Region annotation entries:
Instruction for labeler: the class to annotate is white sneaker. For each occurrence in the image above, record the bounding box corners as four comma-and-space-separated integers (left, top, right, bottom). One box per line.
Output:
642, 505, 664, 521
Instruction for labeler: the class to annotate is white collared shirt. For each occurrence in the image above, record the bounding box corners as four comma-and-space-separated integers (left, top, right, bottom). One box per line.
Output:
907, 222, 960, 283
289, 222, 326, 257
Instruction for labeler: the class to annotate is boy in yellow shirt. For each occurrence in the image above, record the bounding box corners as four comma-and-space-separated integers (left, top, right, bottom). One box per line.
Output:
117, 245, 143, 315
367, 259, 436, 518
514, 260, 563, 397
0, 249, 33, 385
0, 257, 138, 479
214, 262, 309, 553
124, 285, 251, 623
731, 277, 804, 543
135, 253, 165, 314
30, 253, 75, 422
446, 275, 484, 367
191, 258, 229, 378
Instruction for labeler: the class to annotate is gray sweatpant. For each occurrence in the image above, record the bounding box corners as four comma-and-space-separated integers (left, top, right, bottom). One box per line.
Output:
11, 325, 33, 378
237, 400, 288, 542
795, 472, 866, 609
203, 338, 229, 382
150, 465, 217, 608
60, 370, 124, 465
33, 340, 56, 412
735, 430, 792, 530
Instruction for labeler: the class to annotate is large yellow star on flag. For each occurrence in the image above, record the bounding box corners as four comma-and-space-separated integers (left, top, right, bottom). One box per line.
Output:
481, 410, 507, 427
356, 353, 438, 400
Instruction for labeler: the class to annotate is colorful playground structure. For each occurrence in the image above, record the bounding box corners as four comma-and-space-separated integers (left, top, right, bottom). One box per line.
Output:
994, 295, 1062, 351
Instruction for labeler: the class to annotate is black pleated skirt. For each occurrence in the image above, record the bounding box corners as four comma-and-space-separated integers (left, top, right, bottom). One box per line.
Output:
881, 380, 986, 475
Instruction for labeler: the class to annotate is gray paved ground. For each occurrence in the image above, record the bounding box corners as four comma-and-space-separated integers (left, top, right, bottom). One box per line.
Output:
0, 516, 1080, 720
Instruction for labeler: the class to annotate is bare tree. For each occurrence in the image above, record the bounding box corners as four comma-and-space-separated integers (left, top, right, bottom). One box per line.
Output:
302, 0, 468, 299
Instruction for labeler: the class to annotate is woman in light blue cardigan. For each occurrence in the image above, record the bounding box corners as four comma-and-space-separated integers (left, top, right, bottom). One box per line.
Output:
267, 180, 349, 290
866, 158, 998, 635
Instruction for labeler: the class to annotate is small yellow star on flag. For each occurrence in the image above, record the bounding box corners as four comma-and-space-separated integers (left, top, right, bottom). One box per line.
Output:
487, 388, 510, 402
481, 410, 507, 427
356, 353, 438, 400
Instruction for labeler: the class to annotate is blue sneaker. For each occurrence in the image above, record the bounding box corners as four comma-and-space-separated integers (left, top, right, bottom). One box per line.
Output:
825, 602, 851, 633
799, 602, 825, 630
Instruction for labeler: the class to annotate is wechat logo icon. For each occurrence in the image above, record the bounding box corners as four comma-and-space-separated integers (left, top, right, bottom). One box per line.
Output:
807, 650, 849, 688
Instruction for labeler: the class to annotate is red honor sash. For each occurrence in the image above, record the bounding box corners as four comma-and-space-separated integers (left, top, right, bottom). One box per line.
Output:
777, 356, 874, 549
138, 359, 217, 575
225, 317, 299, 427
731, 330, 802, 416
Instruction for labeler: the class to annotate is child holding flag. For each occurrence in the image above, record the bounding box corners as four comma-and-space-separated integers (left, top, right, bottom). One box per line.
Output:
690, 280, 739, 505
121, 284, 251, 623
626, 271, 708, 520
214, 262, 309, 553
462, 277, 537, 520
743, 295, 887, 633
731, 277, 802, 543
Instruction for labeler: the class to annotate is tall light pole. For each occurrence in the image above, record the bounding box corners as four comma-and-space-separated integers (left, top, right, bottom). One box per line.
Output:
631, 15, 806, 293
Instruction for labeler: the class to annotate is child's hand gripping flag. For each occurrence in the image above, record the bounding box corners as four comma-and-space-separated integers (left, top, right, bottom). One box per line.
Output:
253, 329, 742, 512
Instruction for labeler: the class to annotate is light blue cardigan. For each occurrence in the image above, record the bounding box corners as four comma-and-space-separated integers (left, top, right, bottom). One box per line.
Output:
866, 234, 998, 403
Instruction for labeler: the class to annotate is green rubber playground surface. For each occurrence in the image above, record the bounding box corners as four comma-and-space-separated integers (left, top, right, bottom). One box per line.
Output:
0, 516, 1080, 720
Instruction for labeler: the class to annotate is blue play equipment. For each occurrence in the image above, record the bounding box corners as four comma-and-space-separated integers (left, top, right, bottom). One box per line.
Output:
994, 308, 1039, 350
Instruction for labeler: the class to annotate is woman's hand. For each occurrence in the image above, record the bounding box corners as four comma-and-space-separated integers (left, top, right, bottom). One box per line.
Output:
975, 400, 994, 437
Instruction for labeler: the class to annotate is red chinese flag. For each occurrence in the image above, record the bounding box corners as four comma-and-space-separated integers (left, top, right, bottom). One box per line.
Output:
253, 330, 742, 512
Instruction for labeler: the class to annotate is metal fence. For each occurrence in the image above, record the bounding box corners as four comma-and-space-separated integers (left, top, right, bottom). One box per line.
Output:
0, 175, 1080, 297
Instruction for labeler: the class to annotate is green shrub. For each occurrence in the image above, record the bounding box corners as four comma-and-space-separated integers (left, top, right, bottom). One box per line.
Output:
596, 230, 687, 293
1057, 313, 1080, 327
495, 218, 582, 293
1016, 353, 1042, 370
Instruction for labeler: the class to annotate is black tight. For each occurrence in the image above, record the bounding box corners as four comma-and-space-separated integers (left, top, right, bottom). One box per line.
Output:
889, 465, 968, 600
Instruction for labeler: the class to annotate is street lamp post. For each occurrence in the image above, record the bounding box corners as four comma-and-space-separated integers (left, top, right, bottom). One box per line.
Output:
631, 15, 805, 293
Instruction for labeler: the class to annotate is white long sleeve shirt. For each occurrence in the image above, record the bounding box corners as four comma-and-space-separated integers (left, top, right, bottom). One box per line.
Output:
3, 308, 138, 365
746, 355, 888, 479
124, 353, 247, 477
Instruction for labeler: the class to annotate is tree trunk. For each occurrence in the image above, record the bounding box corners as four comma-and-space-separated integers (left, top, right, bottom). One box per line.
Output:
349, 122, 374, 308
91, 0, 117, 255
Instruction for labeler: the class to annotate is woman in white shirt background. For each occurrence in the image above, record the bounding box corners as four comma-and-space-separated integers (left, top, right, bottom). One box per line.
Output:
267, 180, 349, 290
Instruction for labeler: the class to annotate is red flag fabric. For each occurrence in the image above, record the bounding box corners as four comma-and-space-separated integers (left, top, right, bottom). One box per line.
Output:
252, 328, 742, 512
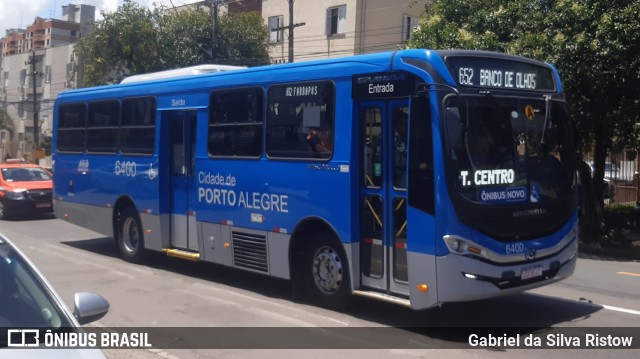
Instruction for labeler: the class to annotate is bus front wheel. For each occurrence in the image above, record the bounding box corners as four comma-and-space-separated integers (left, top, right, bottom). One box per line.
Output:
116, 207, 144, 263
304, 233, 351, 309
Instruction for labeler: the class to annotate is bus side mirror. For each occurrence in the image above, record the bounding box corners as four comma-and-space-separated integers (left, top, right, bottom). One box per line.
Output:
416, 82, 429, 96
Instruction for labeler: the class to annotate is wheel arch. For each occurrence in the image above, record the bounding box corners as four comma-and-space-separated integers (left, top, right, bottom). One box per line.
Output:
288, 217, 354, 296
111, 195, 139, 239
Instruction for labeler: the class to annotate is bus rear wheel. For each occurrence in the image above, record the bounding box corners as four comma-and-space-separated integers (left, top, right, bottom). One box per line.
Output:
116, 207, 144, 263
304, 233, 351, 309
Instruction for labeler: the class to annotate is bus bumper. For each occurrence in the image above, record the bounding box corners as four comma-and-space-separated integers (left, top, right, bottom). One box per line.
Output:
436, 237, 578, 303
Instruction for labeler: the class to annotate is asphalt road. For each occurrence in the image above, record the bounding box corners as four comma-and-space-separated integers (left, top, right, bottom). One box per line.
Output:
0, 217, 640, 359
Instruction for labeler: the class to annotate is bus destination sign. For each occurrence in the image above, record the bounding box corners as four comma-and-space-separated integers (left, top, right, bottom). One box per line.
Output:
445, 56, 555, 91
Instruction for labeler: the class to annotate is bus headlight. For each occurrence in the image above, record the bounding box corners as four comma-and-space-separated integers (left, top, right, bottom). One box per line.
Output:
442, 235, 488, 258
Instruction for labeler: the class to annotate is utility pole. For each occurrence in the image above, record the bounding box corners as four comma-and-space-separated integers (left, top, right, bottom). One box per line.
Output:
27, 51, 42, 149
271, 0, 306, 62
208, 0, 222, 63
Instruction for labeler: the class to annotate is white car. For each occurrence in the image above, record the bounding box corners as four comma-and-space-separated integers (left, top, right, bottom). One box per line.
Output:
0, 234, 109, 358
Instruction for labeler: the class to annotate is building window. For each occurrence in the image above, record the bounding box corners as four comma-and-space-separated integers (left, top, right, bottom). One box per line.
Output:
269, 15, 284, 42
402, 15, 420, 41
327, 5, 347, 36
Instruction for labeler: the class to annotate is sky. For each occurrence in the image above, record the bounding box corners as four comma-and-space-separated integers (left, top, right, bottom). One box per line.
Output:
0, 0, 196, 37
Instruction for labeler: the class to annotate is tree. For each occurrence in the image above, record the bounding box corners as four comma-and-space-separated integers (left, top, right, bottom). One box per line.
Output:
74, 0, 163, 86
216, 13, 269, 66
409, 0, 640, 242
158, 9, 219, 69
74, 0, 269, 86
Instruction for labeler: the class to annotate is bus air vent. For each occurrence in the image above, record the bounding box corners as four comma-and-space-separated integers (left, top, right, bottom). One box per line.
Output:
231, 231, 269, 272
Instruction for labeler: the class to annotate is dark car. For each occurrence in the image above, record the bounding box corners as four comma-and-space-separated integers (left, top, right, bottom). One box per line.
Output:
0, 160, 53, 219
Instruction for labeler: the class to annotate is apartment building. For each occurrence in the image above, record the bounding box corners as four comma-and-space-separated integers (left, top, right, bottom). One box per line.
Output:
262, 0, 429, 63
0, 4, 95, 165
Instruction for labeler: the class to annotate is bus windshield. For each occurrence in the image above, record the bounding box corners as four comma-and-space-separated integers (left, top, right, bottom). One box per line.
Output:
446, 94, 573, 205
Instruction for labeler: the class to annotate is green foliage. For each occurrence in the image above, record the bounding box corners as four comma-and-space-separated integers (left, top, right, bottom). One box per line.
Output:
74, 0, 162, 86
74, 0, 269, 86
216, 14, 269, 66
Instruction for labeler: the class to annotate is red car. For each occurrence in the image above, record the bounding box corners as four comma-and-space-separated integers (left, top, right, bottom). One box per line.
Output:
0, 160, 53, 219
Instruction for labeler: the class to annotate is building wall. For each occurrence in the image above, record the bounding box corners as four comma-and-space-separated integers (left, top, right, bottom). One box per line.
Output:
0, 4, 95, 166
262, 0, 428, 63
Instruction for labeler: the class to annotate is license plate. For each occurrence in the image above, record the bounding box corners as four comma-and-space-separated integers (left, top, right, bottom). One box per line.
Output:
36, 202, 51, 208
520, 266, 542, 280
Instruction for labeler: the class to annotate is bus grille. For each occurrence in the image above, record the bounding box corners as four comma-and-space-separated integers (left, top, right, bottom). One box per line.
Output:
231, 231, 269, 272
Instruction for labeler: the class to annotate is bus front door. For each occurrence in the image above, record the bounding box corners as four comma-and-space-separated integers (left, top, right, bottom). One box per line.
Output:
165, 110, 198, 251
359, 99, 409, 295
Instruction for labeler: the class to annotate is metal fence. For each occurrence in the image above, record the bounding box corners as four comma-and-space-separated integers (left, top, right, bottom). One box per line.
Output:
585, 153, 640, 204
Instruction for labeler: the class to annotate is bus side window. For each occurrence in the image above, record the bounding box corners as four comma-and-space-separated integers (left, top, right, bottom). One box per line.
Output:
208, 88, 264, 158
408, 97, 435, 214
266, 81, 335, 160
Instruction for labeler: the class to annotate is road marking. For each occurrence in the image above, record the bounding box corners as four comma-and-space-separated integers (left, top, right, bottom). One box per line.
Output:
191, 283, 350, 327
596, 304, 640, 315
618, 272, 640, 277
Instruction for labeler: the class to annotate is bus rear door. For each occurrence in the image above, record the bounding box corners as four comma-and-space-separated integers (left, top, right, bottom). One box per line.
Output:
163, 110, 198, 251
359, 99, 409, 296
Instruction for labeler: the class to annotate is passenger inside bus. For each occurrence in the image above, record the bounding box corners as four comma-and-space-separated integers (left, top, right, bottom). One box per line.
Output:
307, 130, 329, 158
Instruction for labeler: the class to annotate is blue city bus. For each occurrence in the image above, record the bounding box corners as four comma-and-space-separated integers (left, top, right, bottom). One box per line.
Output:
53, 49, 578, 309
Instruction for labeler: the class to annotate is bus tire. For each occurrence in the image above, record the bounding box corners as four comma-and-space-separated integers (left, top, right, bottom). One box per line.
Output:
116, 207, 145, 263
303, 232, 351, 309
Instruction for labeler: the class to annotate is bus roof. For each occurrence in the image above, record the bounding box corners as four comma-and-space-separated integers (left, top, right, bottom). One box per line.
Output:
120, 64, 245, 84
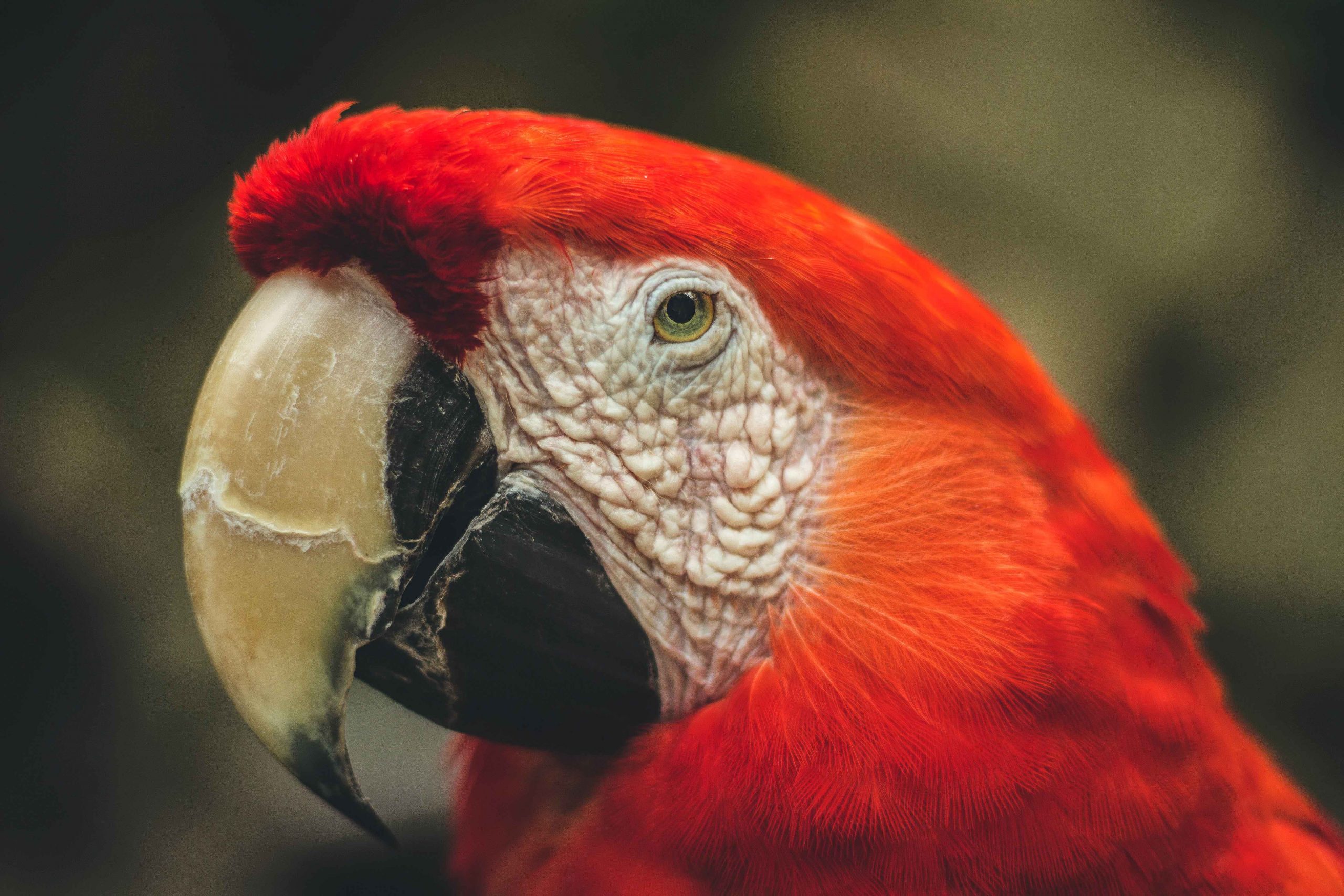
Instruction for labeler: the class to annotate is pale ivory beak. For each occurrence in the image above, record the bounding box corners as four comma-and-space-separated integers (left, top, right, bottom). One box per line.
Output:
180, 269, 421, 842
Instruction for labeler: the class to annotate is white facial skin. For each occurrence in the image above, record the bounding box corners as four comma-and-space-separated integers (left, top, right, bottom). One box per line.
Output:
463, 241, 833, 718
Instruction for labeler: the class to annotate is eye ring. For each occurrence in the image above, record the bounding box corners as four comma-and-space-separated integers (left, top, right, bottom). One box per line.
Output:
653, 289, 713, 343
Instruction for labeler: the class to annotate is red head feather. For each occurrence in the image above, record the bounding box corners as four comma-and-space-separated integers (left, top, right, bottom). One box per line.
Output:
231, 105, 1344, 893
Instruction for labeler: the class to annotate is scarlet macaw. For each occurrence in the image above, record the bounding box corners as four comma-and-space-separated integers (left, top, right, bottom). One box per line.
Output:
182, 106, 1344, 896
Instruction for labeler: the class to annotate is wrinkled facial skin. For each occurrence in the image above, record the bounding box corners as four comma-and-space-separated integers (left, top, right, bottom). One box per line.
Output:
463, 248, 833, 718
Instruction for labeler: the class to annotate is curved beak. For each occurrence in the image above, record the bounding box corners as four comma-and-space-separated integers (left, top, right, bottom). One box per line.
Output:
180, 267, 658, 844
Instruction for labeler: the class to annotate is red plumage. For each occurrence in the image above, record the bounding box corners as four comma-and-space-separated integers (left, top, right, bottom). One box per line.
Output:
231, 105, 1344, 894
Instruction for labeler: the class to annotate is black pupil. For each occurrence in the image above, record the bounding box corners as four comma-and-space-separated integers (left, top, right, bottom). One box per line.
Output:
668, 293, 695, 324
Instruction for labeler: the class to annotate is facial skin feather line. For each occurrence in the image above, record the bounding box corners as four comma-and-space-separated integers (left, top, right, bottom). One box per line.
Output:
186, 105, 1344, 896
464, 248, 835, 718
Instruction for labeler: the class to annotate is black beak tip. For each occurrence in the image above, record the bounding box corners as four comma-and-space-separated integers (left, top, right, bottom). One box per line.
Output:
289, 733, 398, 849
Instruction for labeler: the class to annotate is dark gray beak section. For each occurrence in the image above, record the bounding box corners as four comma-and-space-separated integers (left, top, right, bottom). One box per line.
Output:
182, 269, 660, 842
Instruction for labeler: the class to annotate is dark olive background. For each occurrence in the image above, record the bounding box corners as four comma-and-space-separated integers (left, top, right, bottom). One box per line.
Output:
0, 0, 1344, 893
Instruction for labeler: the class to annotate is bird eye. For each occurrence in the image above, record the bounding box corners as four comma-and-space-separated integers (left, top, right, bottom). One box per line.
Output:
653, 290, 713, 343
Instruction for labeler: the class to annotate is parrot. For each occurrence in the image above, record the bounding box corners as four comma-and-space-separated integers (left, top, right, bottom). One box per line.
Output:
178, 103, 1344, 896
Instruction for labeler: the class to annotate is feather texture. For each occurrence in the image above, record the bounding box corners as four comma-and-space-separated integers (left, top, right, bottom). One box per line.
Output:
231, 106, 1344, 894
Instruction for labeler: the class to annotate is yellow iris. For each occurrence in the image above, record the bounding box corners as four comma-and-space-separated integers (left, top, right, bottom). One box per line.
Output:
653, 290, 713, 343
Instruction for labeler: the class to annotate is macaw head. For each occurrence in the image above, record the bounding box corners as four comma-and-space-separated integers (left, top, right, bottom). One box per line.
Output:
182, 106, 1184, 834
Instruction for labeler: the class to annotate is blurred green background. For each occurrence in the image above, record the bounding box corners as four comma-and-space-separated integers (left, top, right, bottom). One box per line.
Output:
0, 0, 1344, 893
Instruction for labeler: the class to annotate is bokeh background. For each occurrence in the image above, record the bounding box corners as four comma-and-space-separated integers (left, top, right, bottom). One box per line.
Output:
0, 0, 1344, 894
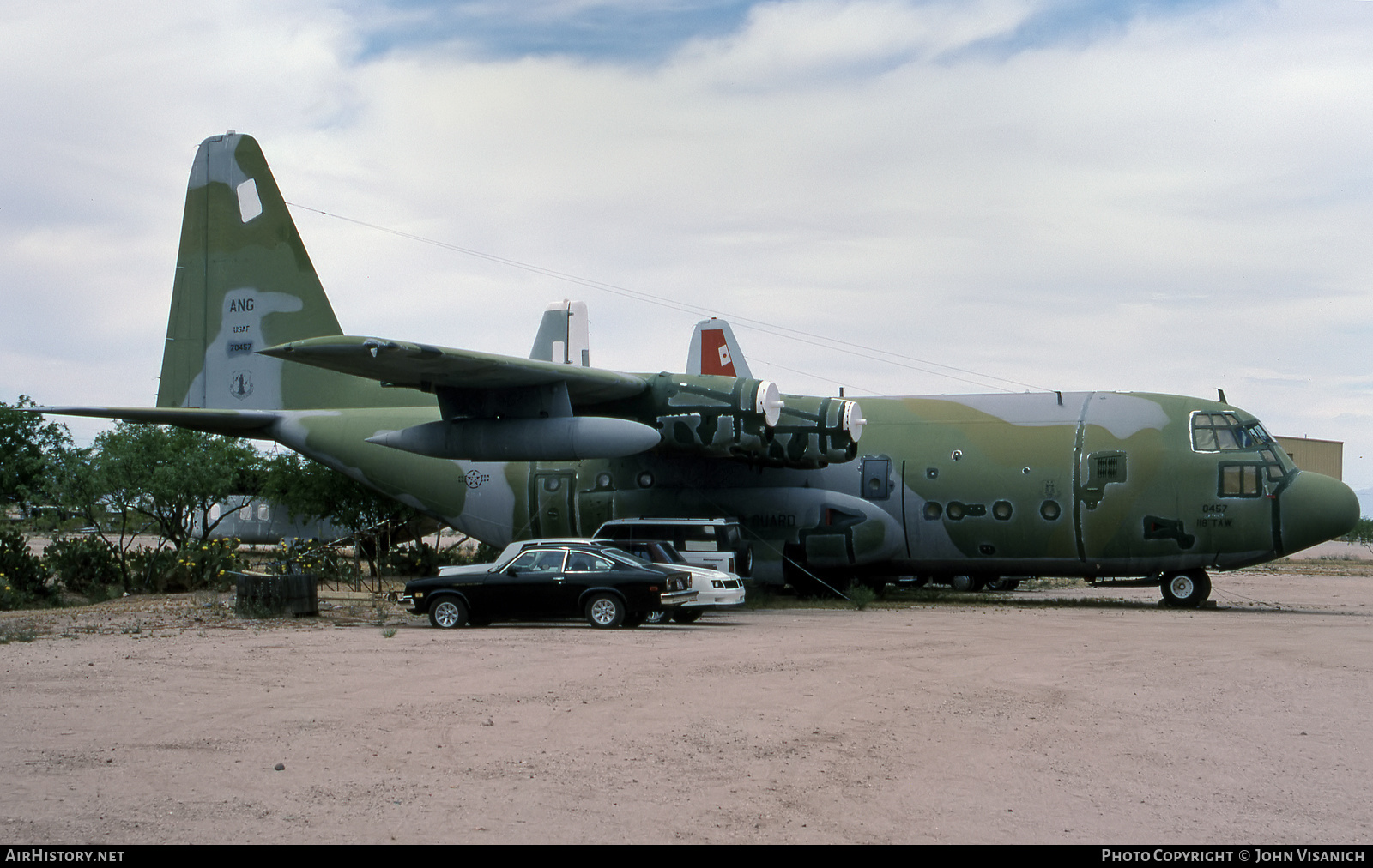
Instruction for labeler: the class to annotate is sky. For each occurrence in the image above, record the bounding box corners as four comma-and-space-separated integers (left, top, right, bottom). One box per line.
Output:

▶ _WORK REQUIRED_: Rename "labeler" to "annotator" throughout the stretch from the line containing "Instruction for labeler: the class to annotate is wechat" through the line containing "731, 277, 802, 543". Reproduce only those lines, with everything else left unchanged.

▶ _ANSWER TO THIS EXERCISE_:
Instruction for annotator: the class to annotate is wechat logo icon. For each occurrence in the image above, record the bounding box corners as four comma-and-space-separated integers (left, top, right, bottom). One box per line.
Output:
807, 650, 849, 688
Instruction for annotator: the class to annotate is red honor sash. For each occurrence in the image above, record the bounding box corners as four comma-and-space-separated integers (left, top, right, bottom). One box per line.
Output:
777, 356, 874, 549
138, 359, 217, 575
225, 317, 299, 427
731, 330, 802, 416
Instruction for annotator: the class to annotate is child holding flag. For each occurrence in the image above, record the bounding box corners as four comma-and-space-separated integers (left, top, right, bottom). One box per line.
Output:
690, 280, 739, 505
121, 284, 251, 623
626, 271, 708, 520
214, 262, 309, 553
462, 277, 537, 520
743, 295, 887, 633
731, 277, 802, 543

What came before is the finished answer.